» Challenge
Write out all of the material below line for line, without changes, and leave out the picture.

» Available data

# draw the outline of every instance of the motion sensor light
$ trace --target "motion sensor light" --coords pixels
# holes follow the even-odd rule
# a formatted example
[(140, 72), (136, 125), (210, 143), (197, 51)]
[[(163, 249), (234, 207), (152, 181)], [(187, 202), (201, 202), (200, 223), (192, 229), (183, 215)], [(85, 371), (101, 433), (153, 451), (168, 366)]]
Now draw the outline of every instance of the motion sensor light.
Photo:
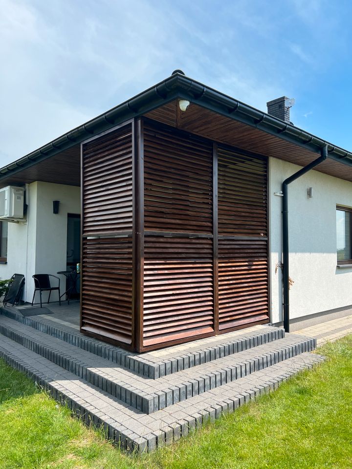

» Exercise answer
# draw the outline of every instance of the motion sensor light
$ trace --target "motion sensor light" --coords pixels
# holes follow the even-odd rule
# a formatted example
[(140, 72), (136, 125), (210, 143), (197, 51)]
[[(163, 249), (234, 207), (152, 181)], [(187, 202), (201, 202), (200, 223), (192, 229), (183, 215)], [(85, 371), (101, 433), (153, 451), (168, 366)]]
Now draw the outline of every instance of the motion sensor light.
Photo:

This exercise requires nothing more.